Work to do:
Output the data that follows exactly, line for line.

[Dataset records about object locations]
··········

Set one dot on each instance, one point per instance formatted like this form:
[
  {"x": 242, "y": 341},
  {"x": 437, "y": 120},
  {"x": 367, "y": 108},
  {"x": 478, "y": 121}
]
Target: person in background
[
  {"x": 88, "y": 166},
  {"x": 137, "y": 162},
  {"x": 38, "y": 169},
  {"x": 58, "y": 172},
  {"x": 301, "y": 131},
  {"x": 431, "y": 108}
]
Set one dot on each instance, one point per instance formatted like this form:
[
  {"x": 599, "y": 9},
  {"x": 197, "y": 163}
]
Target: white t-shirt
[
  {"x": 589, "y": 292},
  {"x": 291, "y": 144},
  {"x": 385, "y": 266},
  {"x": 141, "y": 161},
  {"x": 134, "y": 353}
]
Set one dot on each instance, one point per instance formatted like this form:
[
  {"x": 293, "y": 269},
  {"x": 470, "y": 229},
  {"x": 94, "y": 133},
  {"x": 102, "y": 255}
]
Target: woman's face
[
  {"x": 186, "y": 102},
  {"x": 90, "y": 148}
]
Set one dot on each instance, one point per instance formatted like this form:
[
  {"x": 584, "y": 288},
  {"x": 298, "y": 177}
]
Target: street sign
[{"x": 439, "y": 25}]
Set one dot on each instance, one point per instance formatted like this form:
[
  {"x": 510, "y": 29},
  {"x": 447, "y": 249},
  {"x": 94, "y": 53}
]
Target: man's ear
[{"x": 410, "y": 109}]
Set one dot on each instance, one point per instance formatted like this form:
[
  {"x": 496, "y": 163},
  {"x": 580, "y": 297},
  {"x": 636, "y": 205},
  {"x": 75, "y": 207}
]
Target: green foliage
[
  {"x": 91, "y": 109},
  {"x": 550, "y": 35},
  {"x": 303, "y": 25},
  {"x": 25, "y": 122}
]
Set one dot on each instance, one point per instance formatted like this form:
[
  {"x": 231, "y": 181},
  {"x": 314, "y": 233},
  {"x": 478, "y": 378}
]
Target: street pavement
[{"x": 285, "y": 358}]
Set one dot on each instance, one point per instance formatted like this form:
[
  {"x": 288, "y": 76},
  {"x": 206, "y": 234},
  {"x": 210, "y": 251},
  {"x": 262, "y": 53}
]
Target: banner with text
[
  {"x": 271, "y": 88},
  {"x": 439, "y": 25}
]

··········

Answer to the task:
Set one dot on each instance, one point per instance formatted like this form:
[
  {"x": 242, "y": 341},
  {"x": 437, "y": 120},
  {"x": 367, "y": 108},
  {"x": 478, "y": 121}
]
Target: person in background
[
  {"x": 88, "y": 166},
  {"x": 137, "y": 162},
  {"x": 38, "y": 169},
  {"x": 58, "y": 172},
  {"x": 301, "y": 131},
  {"x": 431, "y": 108}
]
Set one dot on each instance, one point per instance formatted like this form:
[
  {"x": 599, "y": 9},
  {"x": 197, "y": 163}
]
Target: white t-shirt
[
  {"x": 589, "y": 292},
  {"x": 291, "y": 144},
  {"x": 385, "y": 266},
  {"x": 141, "y": 161},
  {"x": 134, "y": 353}
]
Set one dot on each instance, one point per instance formatted like this form:
[
  {"x": 293, "y": 269},
  {"x": 470, "y": 229},
  {"x": 94, "y": 133},
  {"x": 102, "y": 255}
]
Target: woman's face
[
  {"x": 186, "y": 102},
  {"x": 90, "y": 148}
]
Set one dot on each instance, one point per instance formatted like this form:
[
  {"x": 584, "y": 288},
  {"x": 298, "y": 177}
]
Target: street sign
[{"x": 439, "y": 25}]
Set one dot on each instance, one point per instance formatted like this form:
[
  {"x": 510, "y": 29},
  {"x": 447, "y": 249},
  {"x": 94, "y": 53}
]
Target: man's ear
[{"x": 410, "y": 109}]
Set one dot on each instance, one point per instance formatted like this form:
[
  {"x": 496, "y": 163},
  {"x": 580, "y": 297},
  {"x": 636, "y": 205},
  {"x": 75, "y": 207}
]
Target: green foliage
[
  {"x": 91, "y": 109},
  {"x": 550, "y": 35},
  {"x": 303, "y": 25},
  {"x": 25, "y": 122}
]
Set one dot on each instance, one point per instance formatted like this form:
[
  {"x": 231, "y": 181},
  {"x": 314, "y": 233},
  {"x": 478, "y": 378}
]
Target: street pavement
[{"x": 285, "y": 358}]
Set one dot on each instance, one point per instance formatted like this form:
[
  {"x": 288, "y": 76},
  {"x": 206, "y": 234},
  {"x": 210, "y": 251},
  {"x": 262, "y": 53}
]
Target: banner with text
[
  {"x": 271, "y": 88},
  {"x": 439, "y": 25}
]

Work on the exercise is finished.